Gray Hartley and Frank Ostini were both on hand, regaling the crowd with stories at the Hitching Post table, while taking us on a hop-scotching vertical journey through their S&B's, 2018, '16, '14, '01, 1999. As someone said, "Hey, we're drinking a wine from a different century." But it was all very much S&B, which in general features lip-smacking dark cherry to blackberry fruit, but then something special--a saline hint of that marine influence, some coastal herbal notes (no, not the recent coastal herb crop...), some floral notes. Always complex. An S&B Pinot, for me, is like when you meet someone you find intriguing and they only get more lovely the more you get to know them. 


Again, the oldest vintages were interesting to taste as how often do you get that chance?, but I'd still argue the sweet spot for the wines was eight or nine years, as that HP 2014 and Richard Longoria's 2013 were simply singing arias of Pinot magnificence that night. And it wasn't just the "old" masters of SB winemaking that knocked it out of the park--we also delighted in the very first Dragonette S&B Pinot 2019, a wee but big baby that's worth waiting out, the delicious, light on its feet Liquid Farm S&B Pinot 2018, and two wines from Tyler, who poured both S&B Pinot and a supremely elegant S&B Chardonnay.

⁂

■ REQUIRED ACTIONS:
1. In the S&B tasting text, who was on hand at the Hitching Post table?
2. Summarize the S&B tasting text in two sentences.
3. Please continue the S&B tasting text from the point where it stops.

(Position identification records)
⁂

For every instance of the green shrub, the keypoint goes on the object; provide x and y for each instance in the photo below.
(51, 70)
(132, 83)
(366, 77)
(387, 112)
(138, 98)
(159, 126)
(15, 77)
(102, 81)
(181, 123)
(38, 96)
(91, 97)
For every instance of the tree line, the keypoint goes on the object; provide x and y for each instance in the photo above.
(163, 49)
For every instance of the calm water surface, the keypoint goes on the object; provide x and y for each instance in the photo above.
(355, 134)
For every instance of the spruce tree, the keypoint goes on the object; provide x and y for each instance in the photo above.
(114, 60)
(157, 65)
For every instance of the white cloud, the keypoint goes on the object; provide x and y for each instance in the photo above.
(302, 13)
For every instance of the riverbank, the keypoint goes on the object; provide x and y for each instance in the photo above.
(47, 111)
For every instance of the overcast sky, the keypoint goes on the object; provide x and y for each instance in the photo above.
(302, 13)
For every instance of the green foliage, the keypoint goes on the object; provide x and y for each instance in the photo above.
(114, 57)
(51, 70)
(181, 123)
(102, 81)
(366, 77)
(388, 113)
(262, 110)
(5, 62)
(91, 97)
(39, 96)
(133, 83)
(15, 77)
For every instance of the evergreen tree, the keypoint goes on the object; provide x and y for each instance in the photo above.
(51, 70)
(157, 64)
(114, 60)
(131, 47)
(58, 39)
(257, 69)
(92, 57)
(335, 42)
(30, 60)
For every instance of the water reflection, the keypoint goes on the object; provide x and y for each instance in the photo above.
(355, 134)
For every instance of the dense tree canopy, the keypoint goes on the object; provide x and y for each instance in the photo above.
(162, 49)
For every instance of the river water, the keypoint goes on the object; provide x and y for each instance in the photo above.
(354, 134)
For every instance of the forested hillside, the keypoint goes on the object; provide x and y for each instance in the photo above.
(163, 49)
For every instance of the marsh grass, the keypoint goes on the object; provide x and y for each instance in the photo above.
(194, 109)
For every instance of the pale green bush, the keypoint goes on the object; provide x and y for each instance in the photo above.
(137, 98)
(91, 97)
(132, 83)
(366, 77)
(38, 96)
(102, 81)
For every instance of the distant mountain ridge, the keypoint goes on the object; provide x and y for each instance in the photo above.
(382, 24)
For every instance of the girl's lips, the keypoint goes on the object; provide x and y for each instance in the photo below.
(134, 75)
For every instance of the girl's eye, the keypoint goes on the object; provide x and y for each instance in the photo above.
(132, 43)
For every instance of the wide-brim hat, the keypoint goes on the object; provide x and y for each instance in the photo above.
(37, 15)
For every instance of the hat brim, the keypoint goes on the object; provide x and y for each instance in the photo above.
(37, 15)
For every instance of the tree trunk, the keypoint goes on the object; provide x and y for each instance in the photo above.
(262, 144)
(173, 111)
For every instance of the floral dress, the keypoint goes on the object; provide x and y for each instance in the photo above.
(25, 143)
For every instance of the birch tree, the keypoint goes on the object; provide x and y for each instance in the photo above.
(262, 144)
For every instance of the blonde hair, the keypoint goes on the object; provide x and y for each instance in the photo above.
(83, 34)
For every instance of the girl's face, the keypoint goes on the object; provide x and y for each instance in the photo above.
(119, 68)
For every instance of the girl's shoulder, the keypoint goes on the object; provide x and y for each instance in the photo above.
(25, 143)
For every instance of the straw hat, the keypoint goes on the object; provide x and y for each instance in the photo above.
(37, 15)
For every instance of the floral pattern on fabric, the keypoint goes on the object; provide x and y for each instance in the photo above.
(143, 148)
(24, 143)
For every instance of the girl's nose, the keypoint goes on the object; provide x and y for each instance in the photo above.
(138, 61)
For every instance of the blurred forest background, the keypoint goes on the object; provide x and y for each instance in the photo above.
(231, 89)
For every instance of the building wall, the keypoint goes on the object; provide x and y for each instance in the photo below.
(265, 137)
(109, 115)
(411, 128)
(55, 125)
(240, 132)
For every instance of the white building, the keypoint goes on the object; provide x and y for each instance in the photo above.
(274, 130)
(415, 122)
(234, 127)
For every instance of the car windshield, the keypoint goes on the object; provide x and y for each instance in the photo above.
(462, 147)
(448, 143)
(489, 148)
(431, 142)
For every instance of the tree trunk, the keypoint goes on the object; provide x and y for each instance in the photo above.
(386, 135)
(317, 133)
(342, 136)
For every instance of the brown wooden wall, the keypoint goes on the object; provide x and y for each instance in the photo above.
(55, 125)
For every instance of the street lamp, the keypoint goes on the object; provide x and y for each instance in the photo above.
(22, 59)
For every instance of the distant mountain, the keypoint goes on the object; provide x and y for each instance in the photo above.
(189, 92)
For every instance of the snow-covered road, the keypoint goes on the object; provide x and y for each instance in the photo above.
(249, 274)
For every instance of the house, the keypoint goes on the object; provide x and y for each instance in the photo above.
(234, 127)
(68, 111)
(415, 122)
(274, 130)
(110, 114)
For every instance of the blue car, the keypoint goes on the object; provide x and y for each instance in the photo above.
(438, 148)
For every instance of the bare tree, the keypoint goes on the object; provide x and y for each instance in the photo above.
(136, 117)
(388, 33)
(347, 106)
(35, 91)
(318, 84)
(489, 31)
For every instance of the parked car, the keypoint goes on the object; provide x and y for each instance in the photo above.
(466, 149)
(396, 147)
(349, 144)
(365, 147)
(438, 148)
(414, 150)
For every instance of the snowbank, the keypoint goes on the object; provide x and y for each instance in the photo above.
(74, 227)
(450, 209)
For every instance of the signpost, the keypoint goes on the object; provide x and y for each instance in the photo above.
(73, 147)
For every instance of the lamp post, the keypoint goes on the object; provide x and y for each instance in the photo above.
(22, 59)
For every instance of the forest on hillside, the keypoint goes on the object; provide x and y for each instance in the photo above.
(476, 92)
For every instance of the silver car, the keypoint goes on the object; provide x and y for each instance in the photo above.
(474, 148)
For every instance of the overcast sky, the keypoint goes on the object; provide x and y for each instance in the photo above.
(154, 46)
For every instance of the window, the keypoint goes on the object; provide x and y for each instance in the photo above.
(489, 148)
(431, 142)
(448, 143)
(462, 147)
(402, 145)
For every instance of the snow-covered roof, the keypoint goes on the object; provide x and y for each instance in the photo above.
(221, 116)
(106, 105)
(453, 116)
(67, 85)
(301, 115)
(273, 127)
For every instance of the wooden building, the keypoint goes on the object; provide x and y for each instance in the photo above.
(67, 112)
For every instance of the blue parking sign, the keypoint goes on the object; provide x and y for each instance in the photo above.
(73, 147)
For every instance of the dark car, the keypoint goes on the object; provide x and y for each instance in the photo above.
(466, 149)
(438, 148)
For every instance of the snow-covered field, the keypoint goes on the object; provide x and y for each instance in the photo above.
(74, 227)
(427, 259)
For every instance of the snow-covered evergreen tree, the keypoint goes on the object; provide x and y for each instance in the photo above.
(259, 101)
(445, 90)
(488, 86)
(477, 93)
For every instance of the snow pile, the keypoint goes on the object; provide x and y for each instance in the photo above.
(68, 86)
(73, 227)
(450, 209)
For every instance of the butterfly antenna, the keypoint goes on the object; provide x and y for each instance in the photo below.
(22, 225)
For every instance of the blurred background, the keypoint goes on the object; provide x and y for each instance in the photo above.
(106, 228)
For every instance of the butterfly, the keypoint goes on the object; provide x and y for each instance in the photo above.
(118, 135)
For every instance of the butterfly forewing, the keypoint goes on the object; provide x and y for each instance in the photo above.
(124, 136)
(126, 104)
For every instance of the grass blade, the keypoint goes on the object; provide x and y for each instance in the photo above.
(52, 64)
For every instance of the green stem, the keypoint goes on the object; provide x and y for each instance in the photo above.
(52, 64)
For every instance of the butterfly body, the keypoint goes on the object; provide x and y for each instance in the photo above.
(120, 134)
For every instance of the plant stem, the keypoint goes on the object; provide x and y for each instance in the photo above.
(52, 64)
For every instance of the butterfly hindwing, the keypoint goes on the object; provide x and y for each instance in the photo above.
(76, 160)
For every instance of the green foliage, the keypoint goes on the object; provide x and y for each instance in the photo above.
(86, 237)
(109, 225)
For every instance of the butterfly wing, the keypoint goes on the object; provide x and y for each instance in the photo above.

⁂

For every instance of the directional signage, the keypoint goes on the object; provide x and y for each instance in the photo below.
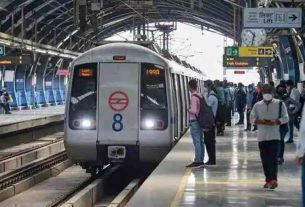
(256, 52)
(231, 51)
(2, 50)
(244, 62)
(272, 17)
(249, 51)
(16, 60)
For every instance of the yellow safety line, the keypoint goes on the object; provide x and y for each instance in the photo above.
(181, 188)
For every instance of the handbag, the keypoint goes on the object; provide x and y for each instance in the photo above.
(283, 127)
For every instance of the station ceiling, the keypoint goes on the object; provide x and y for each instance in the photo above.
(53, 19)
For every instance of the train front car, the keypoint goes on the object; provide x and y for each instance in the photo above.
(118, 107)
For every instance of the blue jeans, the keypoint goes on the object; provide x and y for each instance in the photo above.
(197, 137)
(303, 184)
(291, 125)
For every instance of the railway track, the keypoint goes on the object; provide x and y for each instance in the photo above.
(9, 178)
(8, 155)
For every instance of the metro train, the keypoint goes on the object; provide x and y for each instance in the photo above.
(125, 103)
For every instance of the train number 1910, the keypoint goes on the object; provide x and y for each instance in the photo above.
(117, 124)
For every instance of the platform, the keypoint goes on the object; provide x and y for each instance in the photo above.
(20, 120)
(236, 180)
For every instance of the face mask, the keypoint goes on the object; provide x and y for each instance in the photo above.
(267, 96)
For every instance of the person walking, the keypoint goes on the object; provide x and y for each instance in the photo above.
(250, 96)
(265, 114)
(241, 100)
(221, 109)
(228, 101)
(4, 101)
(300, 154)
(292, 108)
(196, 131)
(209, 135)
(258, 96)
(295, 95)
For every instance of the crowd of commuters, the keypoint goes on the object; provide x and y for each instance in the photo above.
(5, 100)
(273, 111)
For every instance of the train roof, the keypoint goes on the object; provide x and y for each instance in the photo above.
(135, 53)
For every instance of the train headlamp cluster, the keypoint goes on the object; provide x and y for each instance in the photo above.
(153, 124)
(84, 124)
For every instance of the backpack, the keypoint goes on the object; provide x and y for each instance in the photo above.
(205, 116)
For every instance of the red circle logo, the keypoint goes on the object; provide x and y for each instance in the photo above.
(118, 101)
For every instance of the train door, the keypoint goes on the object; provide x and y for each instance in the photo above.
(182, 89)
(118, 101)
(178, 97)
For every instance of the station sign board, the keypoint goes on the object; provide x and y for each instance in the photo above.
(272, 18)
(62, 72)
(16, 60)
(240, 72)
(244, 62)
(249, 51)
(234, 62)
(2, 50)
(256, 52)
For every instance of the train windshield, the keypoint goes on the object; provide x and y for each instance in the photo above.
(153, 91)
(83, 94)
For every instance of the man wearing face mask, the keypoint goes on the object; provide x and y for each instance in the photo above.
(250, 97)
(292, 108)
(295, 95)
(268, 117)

⁂

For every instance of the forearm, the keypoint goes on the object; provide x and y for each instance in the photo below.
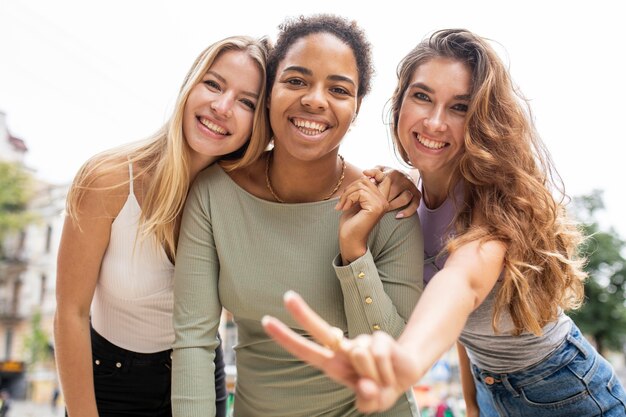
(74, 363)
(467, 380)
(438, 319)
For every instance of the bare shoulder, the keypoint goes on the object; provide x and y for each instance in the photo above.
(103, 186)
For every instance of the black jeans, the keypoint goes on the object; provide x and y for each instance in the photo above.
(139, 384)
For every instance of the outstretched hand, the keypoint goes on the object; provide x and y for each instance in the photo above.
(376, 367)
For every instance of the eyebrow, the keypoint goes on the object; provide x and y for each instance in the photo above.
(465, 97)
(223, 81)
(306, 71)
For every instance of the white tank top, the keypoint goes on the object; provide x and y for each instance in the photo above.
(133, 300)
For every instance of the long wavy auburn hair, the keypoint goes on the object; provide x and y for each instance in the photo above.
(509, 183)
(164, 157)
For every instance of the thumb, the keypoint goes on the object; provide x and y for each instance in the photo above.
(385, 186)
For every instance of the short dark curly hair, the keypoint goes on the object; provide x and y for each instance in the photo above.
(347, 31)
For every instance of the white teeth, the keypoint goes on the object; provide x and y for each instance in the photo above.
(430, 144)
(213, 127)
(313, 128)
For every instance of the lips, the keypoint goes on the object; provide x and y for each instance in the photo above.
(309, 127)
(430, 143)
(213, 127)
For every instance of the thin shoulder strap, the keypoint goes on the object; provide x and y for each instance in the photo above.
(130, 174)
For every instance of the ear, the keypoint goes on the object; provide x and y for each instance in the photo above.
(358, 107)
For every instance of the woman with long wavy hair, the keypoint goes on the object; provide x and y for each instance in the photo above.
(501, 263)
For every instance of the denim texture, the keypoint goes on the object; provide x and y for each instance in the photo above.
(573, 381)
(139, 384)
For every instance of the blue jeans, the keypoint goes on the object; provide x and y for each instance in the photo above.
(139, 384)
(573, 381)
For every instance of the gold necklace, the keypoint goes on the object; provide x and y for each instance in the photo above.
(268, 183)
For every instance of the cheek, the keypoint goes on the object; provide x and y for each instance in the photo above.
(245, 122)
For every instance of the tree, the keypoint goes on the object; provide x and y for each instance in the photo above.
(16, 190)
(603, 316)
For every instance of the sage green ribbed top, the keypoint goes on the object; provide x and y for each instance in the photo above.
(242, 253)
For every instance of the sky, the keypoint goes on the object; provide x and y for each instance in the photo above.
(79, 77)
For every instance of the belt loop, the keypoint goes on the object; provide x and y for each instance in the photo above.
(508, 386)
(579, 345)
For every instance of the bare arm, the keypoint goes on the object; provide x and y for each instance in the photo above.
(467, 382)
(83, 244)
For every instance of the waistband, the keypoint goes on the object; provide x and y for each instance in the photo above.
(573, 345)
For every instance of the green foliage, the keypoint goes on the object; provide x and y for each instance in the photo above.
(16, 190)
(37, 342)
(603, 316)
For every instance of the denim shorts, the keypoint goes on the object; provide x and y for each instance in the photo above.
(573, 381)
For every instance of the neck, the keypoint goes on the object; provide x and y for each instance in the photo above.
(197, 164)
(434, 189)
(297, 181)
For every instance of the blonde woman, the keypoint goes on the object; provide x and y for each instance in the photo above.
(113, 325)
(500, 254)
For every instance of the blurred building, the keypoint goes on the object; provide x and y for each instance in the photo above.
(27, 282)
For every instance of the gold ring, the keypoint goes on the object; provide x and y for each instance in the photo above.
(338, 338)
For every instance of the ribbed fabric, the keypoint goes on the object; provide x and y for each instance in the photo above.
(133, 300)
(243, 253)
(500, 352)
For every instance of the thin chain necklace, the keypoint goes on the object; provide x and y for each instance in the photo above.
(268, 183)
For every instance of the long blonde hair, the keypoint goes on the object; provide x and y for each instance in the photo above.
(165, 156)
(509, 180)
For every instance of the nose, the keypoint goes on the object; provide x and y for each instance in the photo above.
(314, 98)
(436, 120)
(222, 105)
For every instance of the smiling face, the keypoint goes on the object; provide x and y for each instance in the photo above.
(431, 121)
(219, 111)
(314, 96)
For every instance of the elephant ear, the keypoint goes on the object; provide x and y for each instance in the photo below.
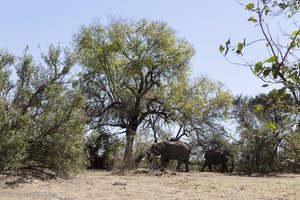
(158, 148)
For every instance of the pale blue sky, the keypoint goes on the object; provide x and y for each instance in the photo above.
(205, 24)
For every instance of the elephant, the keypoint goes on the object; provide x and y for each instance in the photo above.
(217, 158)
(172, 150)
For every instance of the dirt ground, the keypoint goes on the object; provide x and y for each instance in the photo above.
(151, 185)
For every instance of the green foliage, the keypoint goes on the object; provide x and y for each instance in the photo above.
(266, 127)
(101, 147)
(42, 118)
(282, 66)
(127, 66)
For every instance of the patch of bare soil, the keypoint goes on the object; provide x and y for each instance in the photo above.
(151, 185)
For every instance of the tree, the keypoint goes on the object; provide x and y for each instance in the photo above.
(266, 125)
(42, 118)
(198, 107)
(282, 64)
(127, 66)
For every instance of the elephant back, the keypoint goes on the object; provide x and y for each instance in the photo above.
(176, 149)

⁂

■ ANSWERS GIVEN:
1. Gray Hartley and Frank Ostini.

2. At the Hitching Post table, Gray Hartley and Frank Ostini told stories while leading a vertical tasting of their S&B wines from 2018 back to 1999, which showed dark cherry to blackberry fruit along with saline, coastal herbal and floral notes. The writer found the sweet spot to be eight or nine years, singling out the HP 2014 and Richard Longoria's 2013, and also enjoyed S&B wines from Dragonette, Liquid Farm and Tyler.

3.
And Full of Life Flatbreads kept is happily munching away as we sipped, with their usually fine flatbreads, but also some killer summer-in-a-cup gazpacho and corn served as "ribs." They take a bandsaw to the cobs and then roast them in the pizza oven, serving them slathered with a garlicky aoli. 

Friday we got to attend the sold-out Dinner Honoring the Pioneers of the SRH La Paulee, held at the Alma Rosa Winery. What a group of honorees that was--Wes Hagen was emcee, and he led a pre-dinner panel of  Bryan Babcock of Babcock Winery, Greg Brewer of Brewer-Clifton, Ken Brown of Ken Brown Wines,  Kathy Joseph of Fiddlehead Cellars, Rick Longoria of Longoria Wines, Bruce McGuire of Lafond Winery, Frank Ostini of Hitching Post, and Richard Sanford of Alma Rosa. Everyone reminisced abut Jim Clendenen to start, an emotional, but still often humorous beginning, for as Hagen said after, "We didn't hold a moment of silence because Jim would have hated that." Instead, Joseph recalled his kindness letting her make her second and third vintages at his production facility for free, Sanford charmingly called him a "rascal," and Ostini summed it up by saying, "He always offered us a challenge...Jim was as important as any winemaker in California."

The panel also concluded with the naming of the 2021 Vintner of the Year, Bryan Babcock. Presenting the award, Hagen recalled decades ago when Babcock pulled him aside and said, in contradiction to some press at the time, "This isn't the west side of the Santa Ynez Valley, it's the Santa Rita Hills." And certainly the evening was a proof of that.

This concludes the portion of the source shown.